Action item: Return exactly those lines of the material below that fall between the line holding "Outline every instance of the green" and the line holding "Outline every instance of the stack", inclusive.

Entries shown:
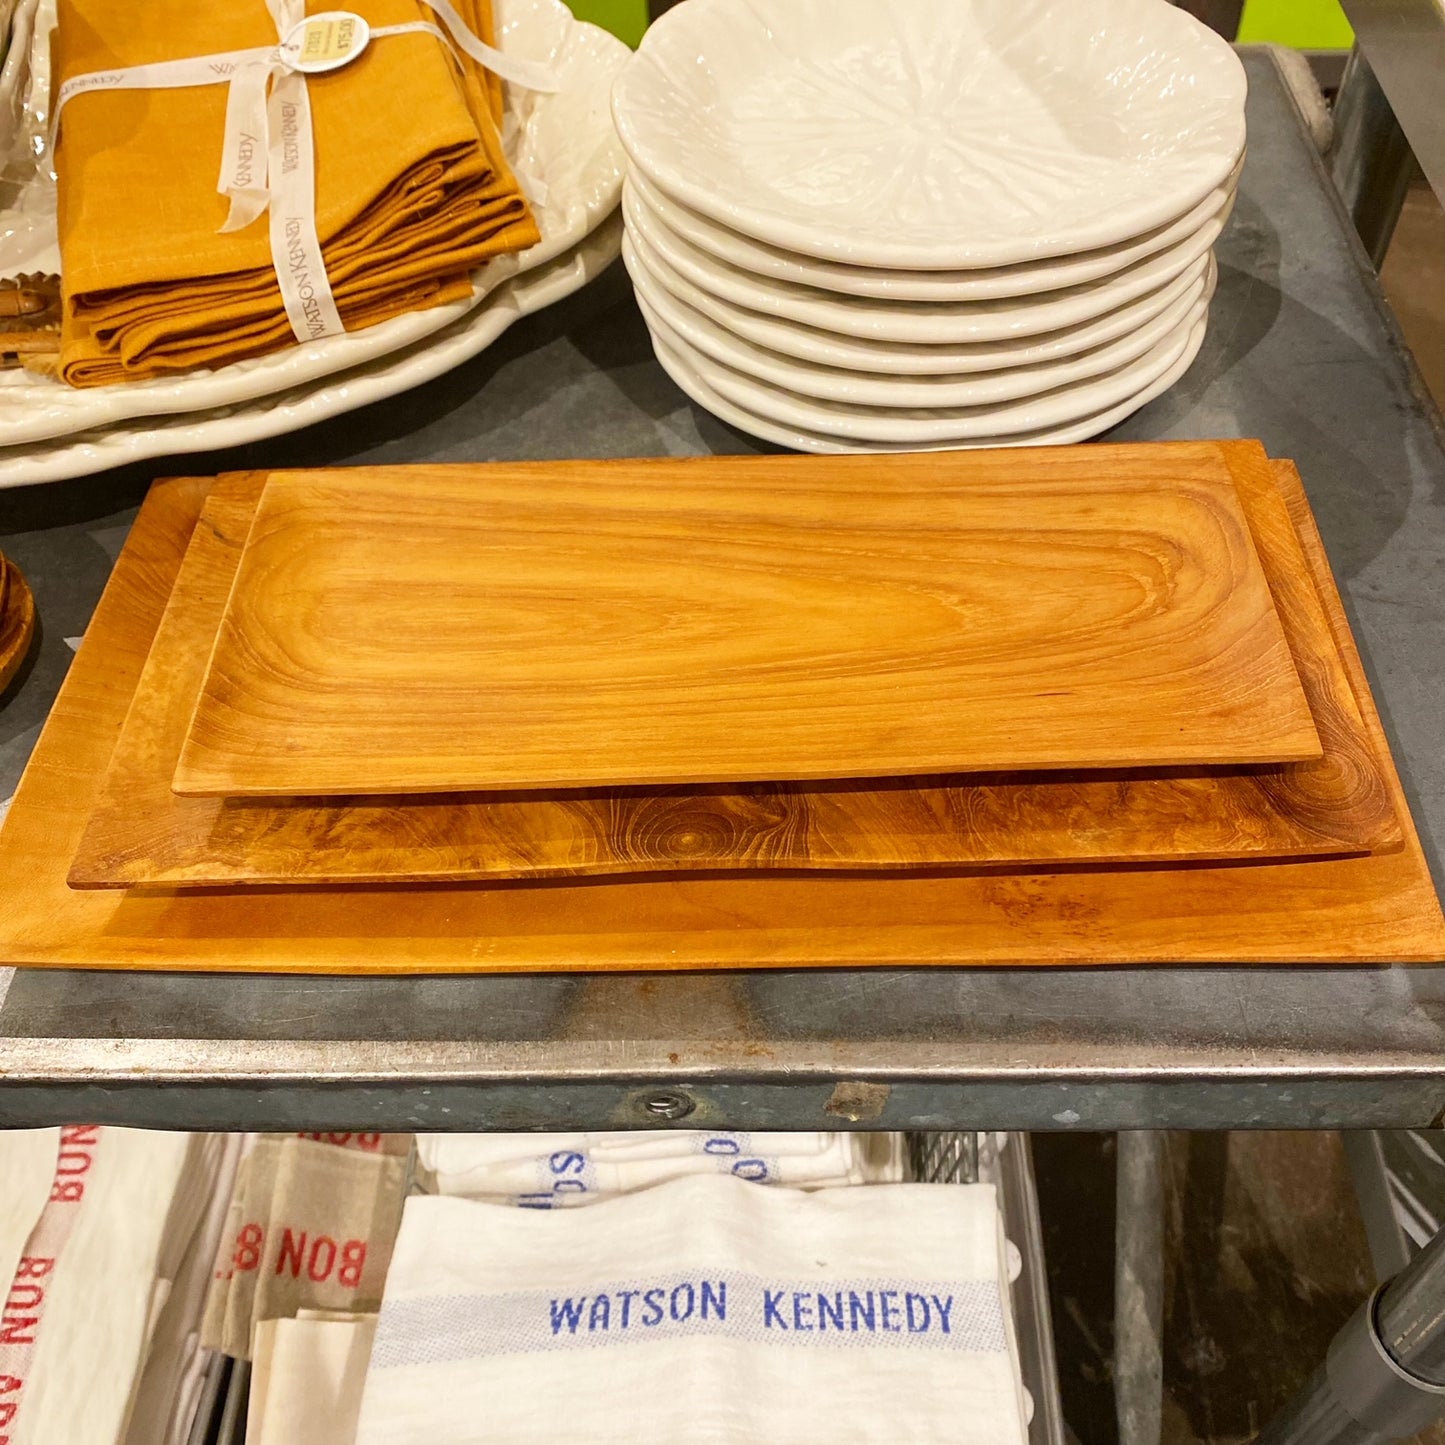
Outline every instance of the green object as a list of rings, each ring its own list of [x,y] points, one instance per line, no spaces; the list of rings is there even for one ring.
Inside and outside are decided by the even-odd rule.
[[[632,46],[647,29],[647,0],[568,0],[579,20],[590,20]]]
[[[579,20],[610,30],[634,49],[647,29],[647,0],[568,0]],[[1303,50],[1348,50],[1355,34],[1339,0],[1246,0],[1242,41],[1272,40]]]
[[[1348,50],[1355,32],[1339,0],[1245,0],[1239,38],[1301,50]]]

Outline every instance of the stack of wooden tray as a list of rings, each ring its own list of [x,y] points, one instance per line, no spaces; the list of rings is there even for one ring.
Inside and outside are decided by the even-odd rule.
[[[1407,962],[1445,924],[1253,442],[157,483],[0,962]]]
==
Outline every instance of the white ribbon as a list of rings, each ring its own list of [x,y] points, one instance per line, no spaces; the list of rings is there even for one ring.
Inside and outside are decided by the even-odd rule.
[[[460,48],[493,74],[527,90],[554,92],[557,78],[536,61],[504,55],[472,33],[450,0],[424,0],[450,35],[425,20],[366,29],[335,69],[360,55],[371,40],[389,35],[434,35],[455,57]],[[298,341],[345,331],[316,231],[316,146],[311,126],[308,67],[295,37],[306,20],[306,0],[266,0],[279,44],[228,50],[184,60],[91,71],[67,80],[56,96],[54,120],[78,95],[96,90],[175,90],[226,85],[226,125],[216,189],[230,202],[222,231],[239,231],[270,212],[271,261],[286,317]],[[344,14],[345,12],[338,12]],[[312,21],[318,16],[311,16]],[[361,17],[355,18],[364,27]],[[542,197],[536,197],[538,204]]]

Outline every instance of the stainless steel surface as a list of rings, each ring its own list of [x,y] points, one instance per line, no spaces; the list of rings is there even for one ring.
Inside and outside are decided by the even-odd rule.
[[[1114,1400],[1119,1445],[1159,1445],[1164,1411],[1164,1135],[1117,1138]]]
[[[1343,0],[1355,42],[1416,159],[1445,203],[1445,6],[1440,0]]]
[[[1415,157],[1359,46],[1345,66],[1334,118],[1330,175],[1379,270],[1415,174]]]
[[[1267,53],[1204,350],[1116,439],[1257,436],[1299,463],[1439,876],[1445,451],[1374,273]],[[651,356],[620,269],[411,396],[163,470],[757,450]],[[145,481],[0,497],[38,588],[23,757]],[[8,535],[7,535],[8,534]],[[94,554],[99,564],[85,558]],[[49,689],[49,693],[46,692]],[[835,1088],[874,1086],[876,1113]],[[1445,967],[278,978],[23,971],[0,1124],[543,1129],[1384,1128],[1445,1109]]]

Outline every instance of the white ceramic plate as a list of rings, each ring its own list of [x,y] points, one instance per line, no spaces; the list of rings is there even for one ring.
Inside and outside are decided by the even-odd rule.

Exercise answer:
Outline every instance of the green object as a list of rings, each ring its own list of [x,y] points, one instance per line, no spaces; the list of rings is there even for one ring.
Inside and outside are decided by the even-odd rule.
[[[632,46],[647,29],[647,0],[568,0],[579,20],[590,20]]]
[[[579,20],[610,30],[634,49],[647,29],[647,0],[568,0]],[[1303,50],[1348,50],[1355,34],[1339,0],[1246,0],[1242,41],[1272,40]]]
[[[1348,50],[1355,32],[1339,0],[1245,0],[1239,38],[1301,50]]]

Outline every instance of the stack of wooden tray as a list of rings, each ring its own list of [x,y] points, one instance per line, no spaces; the list of rings is there even for one ring.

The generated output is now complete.